> SELECTED TEXT:
══════════════════════════════

Italian writer (1887–1980)

Salvator Gotta (or Salvatore Gotta; 18 May 1887 – 7 June 1980) was an Italian writer. He was best known as a prolific novelist, but he was also a biographer, playwright, screenplay writer, and writer of children's books.

==Life and work==
Gotta was born on the 18 May 1887 in Montalto Dora, Piedmont, Italy. He graduated from the University of Turin, and his literary career started with the publication of Pia in 1912. Other novels followed, and in 1917 he started on the trilogy La saga dei Vela, which was to become his best known work. During the first world war he served in the Alpini Corps, and from this experience in 1926 he wrote the children's novel Il piccolo Alpino (The little Alpino), which was very successful and inspired the 1986 Italian TV mini-series Mino.

══════════════════════════════

> ENTRIES SUPPLIED:

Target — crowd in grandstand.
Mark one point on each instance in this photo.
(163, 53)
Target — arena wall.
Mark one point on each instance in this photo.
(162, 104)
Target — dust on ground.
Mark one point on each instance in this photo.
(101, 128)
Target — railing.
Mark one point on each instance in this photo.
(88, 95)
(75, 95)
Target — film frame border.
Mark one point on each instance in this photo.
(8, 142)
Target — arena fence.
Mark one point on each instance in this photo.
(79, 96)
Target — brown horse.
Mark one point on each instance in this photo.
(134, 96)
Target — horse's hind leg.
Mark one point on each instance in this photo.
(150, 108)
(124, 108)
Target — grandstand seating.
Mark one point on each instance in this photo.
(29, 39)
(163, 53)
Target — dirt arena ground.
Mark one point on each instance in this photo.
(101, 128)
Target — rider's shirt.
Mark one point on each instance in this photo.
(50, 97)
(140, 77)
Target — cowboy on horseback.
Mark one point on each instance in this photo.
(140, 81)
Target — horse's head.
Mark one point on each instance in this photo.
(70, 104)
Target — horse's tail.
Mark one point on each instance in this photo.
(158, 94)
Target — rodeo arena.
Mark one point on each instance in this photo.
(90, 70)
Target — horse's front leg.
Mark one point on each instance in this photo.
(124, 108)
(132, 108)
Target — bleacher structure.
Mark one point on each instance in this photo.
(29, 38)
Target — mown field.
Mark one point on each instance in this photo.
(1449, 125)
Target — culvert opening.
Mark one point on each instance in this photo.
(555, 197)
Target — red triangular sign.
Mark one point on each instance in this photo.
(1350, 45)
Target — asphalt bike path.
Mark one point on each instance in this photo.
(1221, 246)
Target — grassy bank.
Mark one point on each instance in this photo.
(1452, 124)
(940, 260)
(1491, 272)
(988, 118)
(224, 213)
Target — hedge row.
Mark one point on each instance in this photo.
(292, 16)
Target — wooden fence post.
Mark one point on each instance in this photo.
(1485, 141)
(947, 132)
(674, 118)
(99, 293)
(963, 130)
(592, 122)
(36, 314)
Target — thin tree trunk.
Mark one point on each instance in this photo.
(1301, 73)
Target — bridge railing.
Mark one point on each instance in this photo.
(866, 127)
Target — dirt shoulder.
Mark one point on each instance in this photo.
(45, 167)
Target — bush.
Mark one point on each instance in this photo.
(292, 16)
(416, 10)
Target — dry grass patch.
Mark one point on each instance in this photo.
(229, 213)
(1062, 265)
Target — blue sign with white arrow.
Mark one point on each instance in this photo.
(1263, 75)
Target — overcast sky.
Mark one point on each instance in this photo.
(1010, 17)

══════════════════════════════

> WORK INSTRUCTION A: List every kind of writer that the Salvator Gotta text says he was.
> WORK INSTRUCTION B: Write out the part of the Salvator Gotta text between "Salvator Gotta (or" and "of children's books.", inclusive.
The entries are separate material and have nothing to do with the Salvator Gotta text.

> WRITTEN RESPONSE A: novelist, biographer, playwright, screenplay writer, writer of children's books

> WRITTEN RESPONSE B:
Salvator Gotta (or Salvatore Gotta; 18 May 1887 – 7 June 1980) was an Italian writer. He was best known as a prolific novelist, but he was also a biographer, playwright, screenplay writer, and writer of children's books.